PROBLEMA PROPOSTO A.
Atualize os registros do início até a linha que contém "(1088, 753)", inclusive, trocando "photo" por "image" e mantendo todo o resto igual. Deixe as imagens fora da resposta.

SEÇÃO DE TEXTO.
***

VI – A supremacia hierárquica das normas constitucionais

Quando se elege como objeto de estudo um tema extraído da Constituição deve ser esclarecida a necessária observância e perfeita compreensão da relevância da proposta, dado que se estará tirando conclusão do Texto Jurídico que domina o cenário jurídico, em razão da supremacia hierárquica das normas jurídicas ali estabelecidas.

É pacífico o entendimento de que a importância do estudo da Constituição reside na reconhecida superioridade hierárquica de suas normas em relação às demais normas que constam de nosso direito positivo ou do nosso sistema jurídico-positivo (conjunto de atos normativos expedidos pelo Estado).

***

PROBLEMA PROPOSTO B.
Transcreva do texto sobre a supremacia das normas constitucionais o trecho entre "É pacífico o" e "expedidos pelo Estado).", inclusive.

Registros de um conjunto de rotulagem por pontos:
***

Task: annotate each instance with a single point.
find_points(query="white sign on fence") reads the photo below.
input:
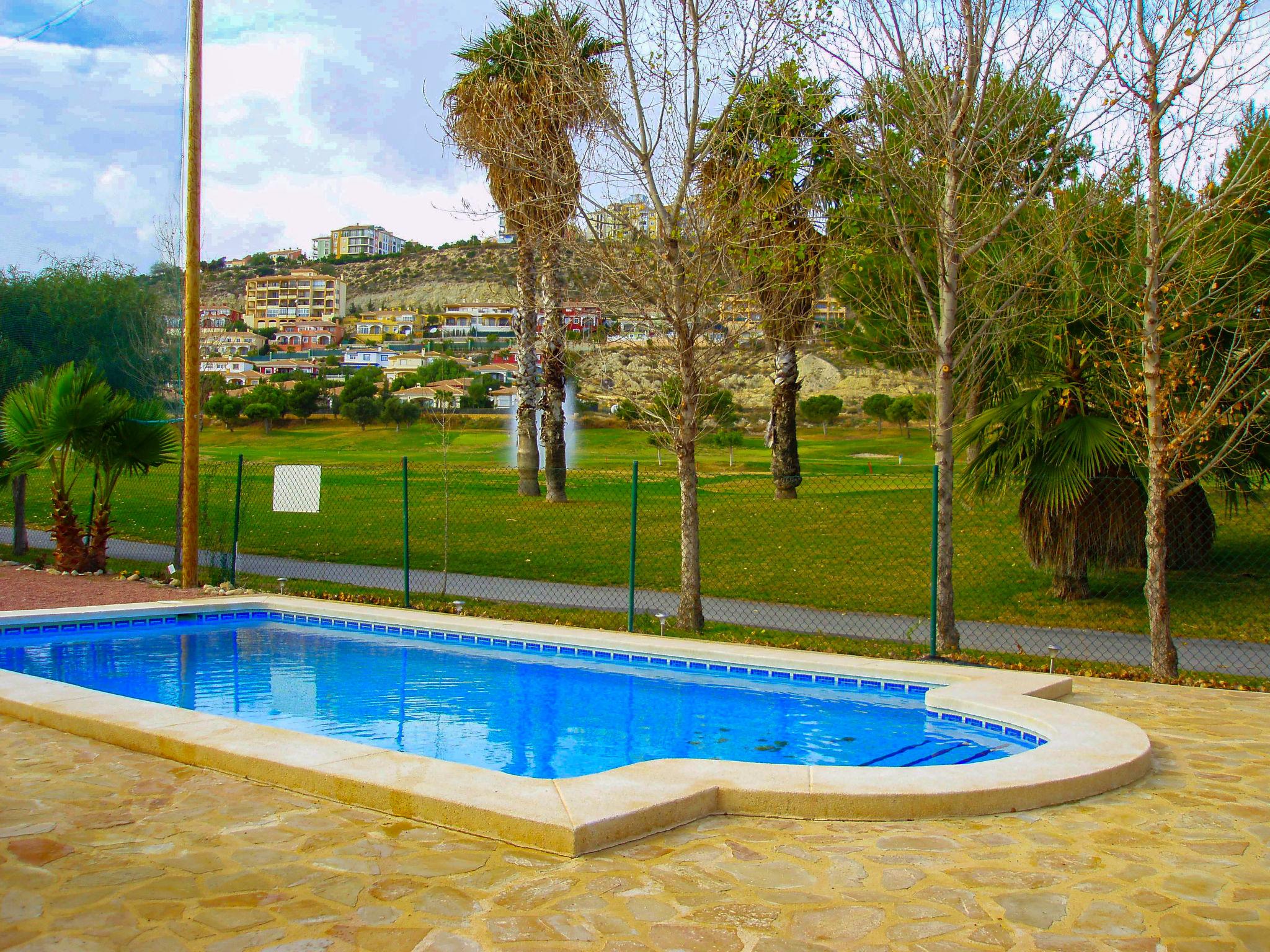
(296, 489)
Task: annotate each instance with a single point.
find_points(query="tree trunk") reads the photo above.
(945, 408)
(180, 508)
(553, 376)
(1163, 651)
(19, 516)
(690, 615)
(527, 372)
(99, 535)
(69, 550)
(786, 471)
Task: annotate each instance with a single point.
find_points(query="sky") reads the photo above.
(316, 115)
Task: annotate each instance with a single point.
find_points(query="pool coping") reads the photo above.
(1088, 752)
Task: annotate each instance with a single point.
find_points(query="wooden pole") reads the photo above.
(193, 201)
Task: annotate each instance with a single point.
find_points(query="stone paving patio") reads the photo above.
(109, 850)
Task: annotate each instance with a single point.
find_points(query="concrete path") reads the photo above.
(1085, 644)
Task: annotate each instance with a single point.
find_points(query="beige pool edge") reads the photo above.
(1088, 753)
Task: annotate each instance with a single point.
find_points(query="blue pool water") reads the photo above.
(499, 707)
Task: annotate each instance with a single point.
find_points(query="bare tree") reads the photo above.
(1194, 339)
(678, 65)
(155, 338)
(964, 116)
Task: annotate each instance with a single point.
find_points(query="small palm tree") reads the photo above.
(71, 421)
(131, 443)
(54, 420)
(1082, 503)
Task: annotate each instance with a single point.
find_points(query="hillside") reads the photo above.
(425, 280)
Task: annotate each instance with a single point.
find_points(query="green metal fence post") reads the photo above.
(935, 555)
(406, 530)
(238, 512)
(630, 593)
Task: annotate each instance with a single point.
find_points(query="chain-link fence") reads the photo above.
(850, 558)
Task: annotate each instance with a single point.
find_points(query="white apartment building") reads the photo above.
(229, 342)
(478, 320)
(282, 299)
(357, 240)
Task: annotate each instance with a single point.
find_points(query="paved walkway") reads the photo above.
(103, 850)
(1123, 648)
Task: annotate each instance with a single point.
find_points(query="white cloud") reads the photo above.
(314, 118)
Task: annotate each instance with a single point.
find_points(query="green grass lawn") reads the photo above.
(484, 441)
(854, 540)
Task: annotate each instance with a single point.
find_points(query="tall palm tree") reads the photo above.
(761, 180)
(530, 86)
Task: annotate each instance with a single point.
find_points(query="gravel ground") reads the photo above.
(40, 589)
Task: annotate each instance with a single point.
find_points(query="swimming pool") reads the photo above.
(516, 710)
(559, 739)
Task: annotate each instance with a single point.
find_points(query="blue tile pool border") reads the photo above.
(528, 645)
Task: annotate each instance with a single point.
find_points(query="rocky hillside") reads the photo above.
(426, 280)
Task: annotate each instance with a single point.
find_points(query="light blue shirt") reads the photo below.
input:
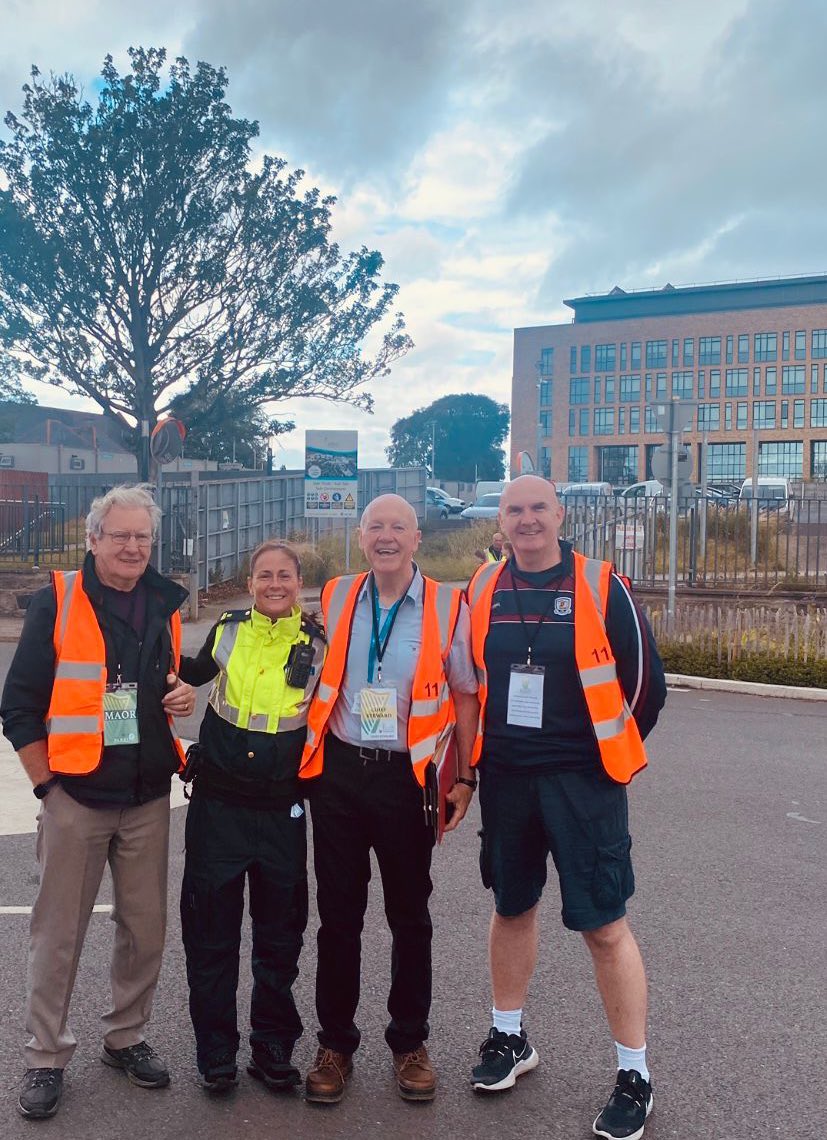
(398, 662)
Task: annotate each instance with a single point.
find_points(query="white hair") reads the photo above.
(131, 496)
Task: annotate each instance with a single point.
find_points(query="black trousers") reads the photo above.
(225, 845)
(356, 806)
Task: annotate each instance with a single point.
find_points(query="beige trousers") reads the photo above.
(74, 844)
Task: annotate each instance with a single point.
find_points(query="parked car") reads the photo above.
(444, 503)
(485, 507)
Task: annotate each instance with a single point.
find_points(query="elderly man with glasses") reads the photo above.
(88, 706)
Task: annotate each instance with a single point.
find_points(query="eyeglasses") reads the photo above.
(122, 537)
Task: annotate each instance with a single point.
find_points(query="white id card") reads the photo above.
(121, 715)
(526, 695)
(378, 714)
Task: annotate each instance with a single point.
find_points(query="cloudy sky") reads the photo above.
(503, 156)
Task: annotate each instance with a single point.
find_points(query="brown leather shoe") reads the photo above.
(414, 1075)
(325, 1081)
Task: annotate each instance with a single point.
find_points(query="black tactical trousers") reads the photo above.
(225, 844)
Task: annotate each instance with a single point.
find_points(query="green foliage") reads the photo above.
(467, 431)
(695, 661)
(140, 255)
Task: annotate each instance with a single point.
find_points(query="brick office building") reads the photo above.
(752, 355)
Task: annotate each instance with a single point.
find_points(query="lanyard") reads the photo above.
(543, 616)
(379, 645)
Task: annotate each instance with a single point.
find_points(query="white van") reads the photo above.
(772, 493)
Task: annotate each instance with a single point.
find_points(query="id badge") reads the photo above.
(378, 714)
(121, 715)
(526, 695)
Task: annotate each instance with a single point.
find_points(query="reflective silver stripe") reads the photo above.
(227, 638)
(426, 708)
(70, 578)
(605, 730)
(423, 749)
(598, 675)
(66, 725)
(78, 670)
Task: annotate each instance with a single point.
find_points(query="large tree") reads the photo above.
(459, 436)
(143, 253)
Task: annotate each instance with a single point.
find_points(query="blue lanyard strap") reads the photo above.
(380, 637)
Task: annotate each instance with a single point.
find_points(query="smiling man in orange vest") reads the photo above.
(570, 682)
(88, 705)
(397, 682)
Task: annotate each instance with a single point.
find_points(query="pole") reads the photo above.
(673, 521)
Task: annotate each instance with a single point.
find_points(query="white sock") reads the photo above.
(507, 1020)
(632, 1059)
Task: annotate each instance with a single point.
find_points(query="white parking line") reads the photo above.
(98, 909)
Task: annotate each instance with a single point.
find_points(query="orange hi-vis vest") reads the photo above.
(432, 717)
(75, 718)
(618, 739)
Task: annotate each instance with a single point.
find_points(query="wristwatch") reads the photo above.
(42, 790)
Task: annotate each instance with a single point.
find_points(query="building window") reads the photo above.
(655, 355)
(578, 464)
(605, 357)
(578, 390)
(781, 458)
(618, 465)
(726, 461)
(793, 382)
(818, 459)
(737, 381)
(765, 347)
(710, 350)
(682, 384)
(764, 414)
(819, 343)
(630, 389)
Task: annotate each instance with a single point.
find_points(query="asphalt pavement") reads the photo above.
(730, 849)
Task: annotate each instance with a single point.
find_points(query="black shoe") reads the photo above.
(41, 1093)
(270, 1063)
(624, 1116)
(220, 1074)
(140, 1063)
(502, 1058)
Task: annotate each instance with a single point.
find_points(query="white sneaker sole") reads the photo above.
(633, 1136)
(508, 1082)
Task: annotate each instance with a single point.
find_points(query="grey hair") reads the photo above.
(131, 496)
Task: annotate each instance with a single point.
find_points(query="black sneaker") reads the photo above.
(140, 1063)
(502, 1058)
(270, 1061)
(624, 1116)
(220, 1074)
(40, 1093)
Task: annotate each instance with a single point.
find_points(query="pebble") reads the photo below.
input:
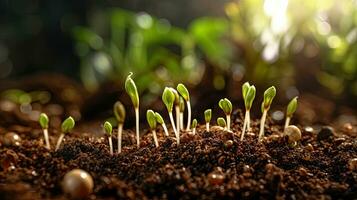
(325, 133)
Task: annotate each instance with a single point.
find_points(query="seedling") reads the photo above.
(182, 109)
(269, 95)
(248, 96)
(208, 116)
(168, 97)
(132, 91)
(108, 130)
(186, 96)
(119, 112)
(66, 127)
(151, 118)
(43, 120)
(222, 123)
(161, 121)
(290, 110)
(193, 126)
(226, 106)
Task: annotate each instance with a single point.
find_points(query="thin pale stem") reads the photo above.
(188, 115)
(137, 127)
(262, 123)
(120, 131)
(155, 138)
(59, 141)
(45, 133)
(111, 145)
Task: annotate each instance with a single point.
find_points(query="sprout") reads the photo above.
(186, 96)
(194, 125)
(269, 95)
(130, 88)
(222, 123)
(43, 120)
(208, 116)
(151, 118)
(248, 96)
(161, 121)
(168, 97)
(119, 112)
(108, 130)
(226, 106)
(67, 126)
(290, 110)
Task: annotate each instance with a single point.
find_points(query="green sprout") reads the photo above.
(193, 126)
(43, 120)
(186, 96)
(248, 96)
(161, 121)
(290, 110)
(269, 95)
(208, 116)
(151, 118)
(130, 88)
(221, 122)
(226, 106)
(119, 112)
(168, 97)
(108, 130)
(67, 126)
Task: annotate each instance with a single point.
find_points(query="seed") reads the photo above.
(78, 183)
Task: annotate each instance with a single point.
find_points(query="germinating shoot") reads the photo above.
(161, 121)
(226, 106)
(132, 91)
(248, 97)
(43, 120)
(151, 118)
(108, 130)
(119, 112)
(208, 116)
(269, 95)
(186, 96)
(290, 110)
(168, 97)
(66, 127)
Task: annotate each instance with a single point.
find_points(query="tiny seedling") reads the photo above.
(248, 96)
(269, 95)
(168, 97)
(43, 120)
(108, 130)
(222, 123)
(151, 118)
(290, 110)
(161, 121)
(186, 96)
(132, 91)
(208, 116)
(119, 112)
(193, 126)
(226, 106)
(66, 127)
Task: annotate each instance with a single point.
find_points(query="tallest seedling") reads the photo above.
(130, 88)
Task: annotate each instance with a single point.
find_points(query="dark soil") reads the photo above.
(208, 165)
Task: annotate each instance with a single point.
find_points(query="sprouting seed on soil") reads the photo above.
(108, 130)
(43, 120)
(248, 97)
(208, 117)
(132, 91)
(269, 95)
(119, 112)
(66, 127)
(151, 118)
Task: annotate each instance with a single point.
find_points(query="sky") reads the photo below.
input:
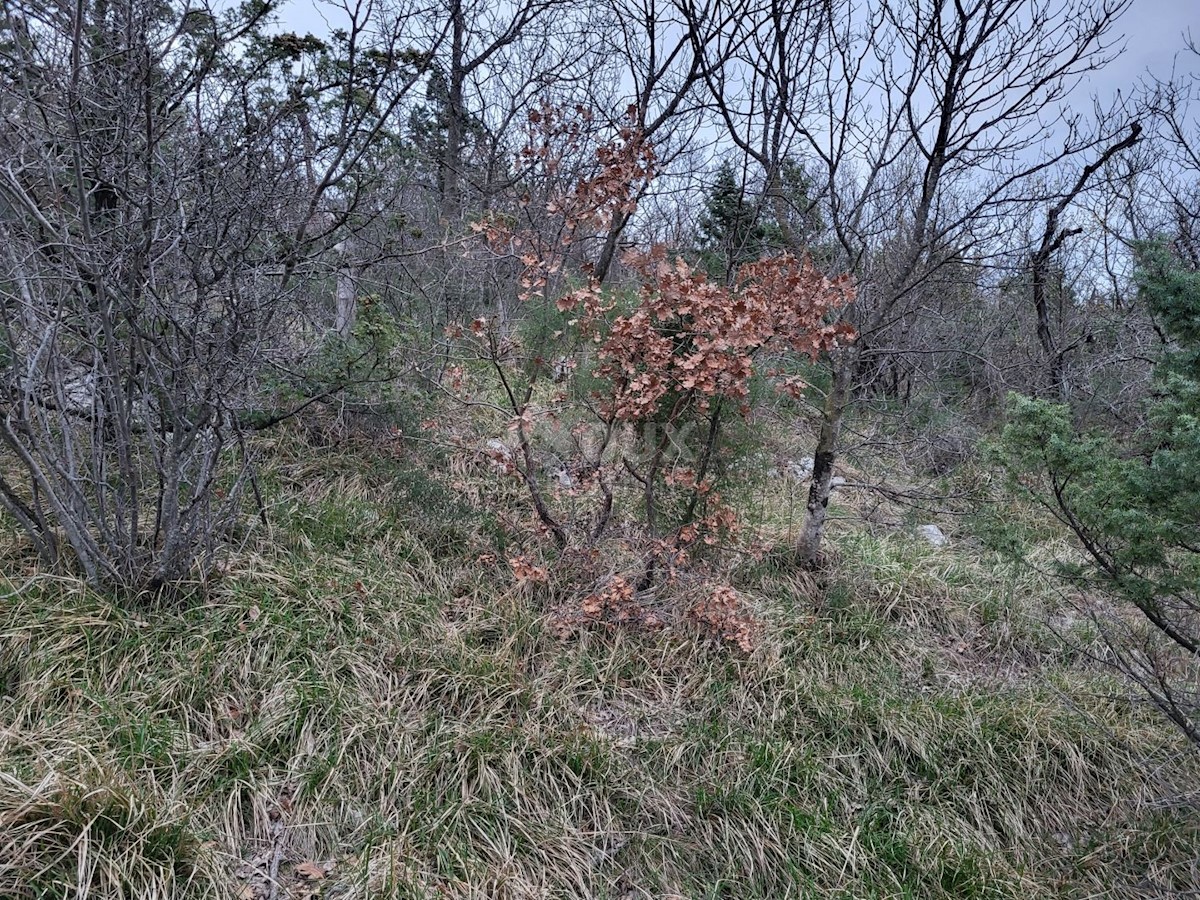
(1155, 39)
(1155, 36)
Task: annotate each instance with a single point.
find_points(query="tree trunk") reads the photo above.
(451, 162)
(346, 297)
(815, 513)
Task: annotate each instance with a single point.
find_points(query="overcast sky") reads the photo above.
(1153, 37)
(1155, 31)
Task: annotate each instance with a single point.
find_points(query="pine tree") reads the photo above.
(1134, 505)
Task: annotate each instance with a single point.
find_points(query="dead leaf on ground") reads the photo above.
(310, 870)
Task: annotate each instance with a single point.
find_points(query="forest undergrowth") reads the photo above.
(379, 696)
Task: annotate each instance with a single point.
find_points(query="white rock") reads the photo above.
(501, 448)
(801, 469)
(933, 534)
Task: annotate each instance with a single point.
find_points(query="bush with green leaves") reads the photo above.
(1133, 505)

***

SOLUÇÃO ESCRITA A.
Task: annotate each instance with a single point.
find_points(query="white sign on fence") reads the image below.
input:
(296, 489)
Task: annotate each instance with a single point.
find_points(query="tree trunk") reads the image above.
(945, 408)
(180, 508)
(553, 376)
(1163, 651)
(19, 516)
(690, 615)
(527, 372)
(99, 535)
(69, 550)
(786, 471)
Task: annotate each instance with a single point.
find_points(query="sky") reads the image above.
(316, 115)
Task: annotate each instance with a single point.
find_points(query="pool coping") reads the image above.
(1088, 752)
Task: annotate each instance with a single point.
find_points(query="wooden pole") reads the image above.
(193, 201)
Task: annotate each instance with a single point.
find_points(query="stone paving patio") reads the image above.
(109, 850)
Task: annotate each instance with a single point.
find_points(query="concrete path") reads the image above.
(1085, 644)
Task: annotate each instance with a single point.
find_points(query="beige pool edge") reads the image above.
(1088, 753)

SOLUÇÃO ESCRITA B.
É pacífico o entendimento de que a importância do estudo da Constituição reside na reconhecida superioridade hierárquica de suas normas em relação às demais normas que constam de nosso direito positivo ou do nosso sistema jurídico-positivo (conjunto de atos normativos expedidos pelo Estado).